#### [GOAL]
Recast the lines as a Markdown table with the columns Row and Line, covering only the stretch from the line containing "Where can the sliced" through the last line, inclusive. Leave out any blank lines.
# start of INFORMATION PROVIDED
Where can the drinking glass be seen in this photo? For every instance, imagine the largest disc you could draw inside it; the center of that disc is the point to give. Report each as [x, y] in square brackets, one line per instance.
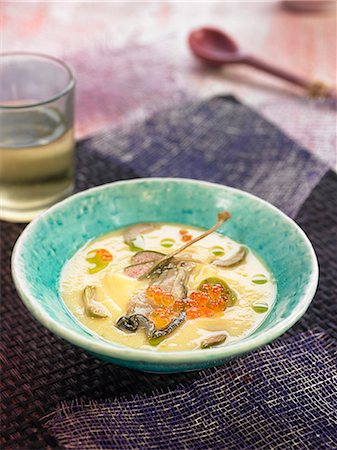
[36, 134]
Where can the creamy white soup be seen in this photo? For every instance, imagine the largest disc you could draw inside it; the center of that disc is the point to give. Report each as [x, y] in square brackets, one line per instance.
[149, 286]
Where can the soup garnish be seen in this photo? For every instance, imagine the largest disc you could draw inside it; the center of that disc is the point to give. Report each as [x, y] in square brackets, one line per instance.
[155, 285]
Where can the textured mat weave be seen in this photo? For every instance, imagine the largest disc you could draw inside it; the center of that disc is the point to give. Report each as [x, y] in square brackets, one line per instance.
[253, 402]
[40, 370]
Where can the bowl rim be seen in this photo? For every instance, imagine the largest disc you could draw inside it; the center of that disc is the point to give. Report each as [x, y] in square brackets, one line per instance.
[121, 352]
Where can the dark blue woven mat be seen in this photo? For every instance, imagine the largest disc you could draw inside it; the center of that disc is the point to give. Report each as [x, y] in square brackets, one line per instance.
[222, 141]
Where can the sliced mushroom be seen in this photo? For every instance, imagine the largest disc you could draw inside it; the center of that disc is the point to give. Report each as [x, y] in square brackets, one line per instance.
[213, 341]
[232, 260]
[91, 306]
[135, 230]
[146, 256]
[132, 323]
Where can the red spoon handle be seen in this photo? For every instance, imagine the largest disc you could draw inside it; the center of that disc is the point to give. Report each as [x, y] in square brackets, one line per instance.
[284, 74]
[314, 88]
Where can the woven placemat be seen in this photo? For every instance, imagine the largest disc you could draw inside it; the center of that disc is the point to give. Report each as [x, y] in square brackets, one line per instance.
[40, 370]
# end of INFORMATION PROVIDED
#### [WRITTEN RESPONSE]
| Row | Line |
|---|---|
| 1 | Where can the sliced mushroom be seen in this photo? For every instance, imagine the largest disc you could draw inside it; the center of that disc is the point to give. Report each as [x, y] in square brackets, one line per instance. |
| 2 | [213, 341] |
| 3 | [232, 260] |
| 4 | [91, 306] |
| 5 | [135, 230] |
| 6 | [146, 256] |
| 7 | [132, 323] |
| 8 | Where can the red spoon handle be seen in this photo? For every instance, imagine the largest disc you could draw inside it; the center of that disc is the point to give. Report each as [x, y] in square brackets, one line per instance. |
| 9 | [284, 74] |
| 10 | [314, 88] |
| 11 | Where can the woven placemat be seen in this photo? For every instance, imagine the largest disc you could draw inside it; the center of that disc is the point to give. Report each as [x, y] in square brackets, one line per instance. |
| 12 | [40, 370] |